- _TASK TO CARRY OUT_:
Locate each line in the listing below that contains the string "concrete", and copy those lines. Matching is case-sensitive.

- _DATA SHOWN_:

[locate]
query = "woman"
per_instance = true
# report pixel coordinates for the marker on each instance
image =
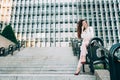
(85, 33)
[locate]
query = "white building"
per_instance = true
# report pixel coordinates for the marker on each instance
(47, 23)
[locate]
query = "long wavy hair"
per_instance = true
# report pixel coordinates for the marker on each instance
(79, 28)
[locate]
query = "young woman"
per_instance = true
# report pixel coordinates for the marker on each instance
(85, 33)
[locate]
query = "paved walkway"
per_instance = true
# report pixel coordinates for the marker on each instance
(52, 63)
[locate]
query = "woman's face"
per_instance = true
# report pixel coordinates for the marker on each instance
(84, 24)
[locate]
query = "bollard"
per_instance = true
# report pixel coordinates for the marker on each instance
(114, 62)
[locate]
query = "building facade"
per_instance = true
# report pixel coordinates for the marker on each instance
(5, 12)
(51, 23)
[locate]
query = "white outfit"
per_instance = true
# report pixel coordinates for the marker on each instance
(86, 36)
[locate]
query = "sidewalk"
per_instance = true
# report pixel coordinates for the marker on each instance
(52, 63)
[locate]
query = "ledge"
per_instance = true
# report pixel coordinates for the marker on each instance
(102, 74)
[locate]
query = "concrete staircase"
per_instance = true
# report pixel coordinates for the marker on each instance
(4, 42)
(41, 64)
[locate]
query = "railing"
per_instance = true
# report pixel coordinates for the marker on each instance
(11, 48)
(98, 54)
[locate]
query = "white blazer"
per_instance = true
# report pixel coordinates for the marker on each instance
(88, 33)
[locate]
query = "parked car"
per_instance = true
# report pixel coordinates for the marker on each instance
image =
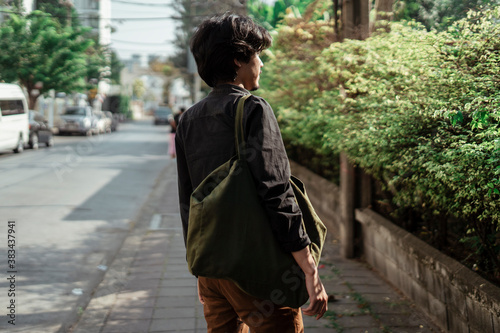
(114, 120)
(14, 126)
(162, 115)
(40, 132)
(77, 119)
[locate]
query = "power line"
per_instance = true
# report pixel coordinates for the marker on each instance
(144, 4)
(140, 43)
(108, 18)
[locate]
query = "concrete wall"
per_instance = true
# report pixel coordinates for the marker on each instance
(458, 299)
(324, 195)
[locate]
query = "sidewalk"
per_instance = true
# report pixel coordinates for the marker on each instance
(148, 287)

- _THE OUTPUT_:
query = "concrete staircase"
query = "concrete wall"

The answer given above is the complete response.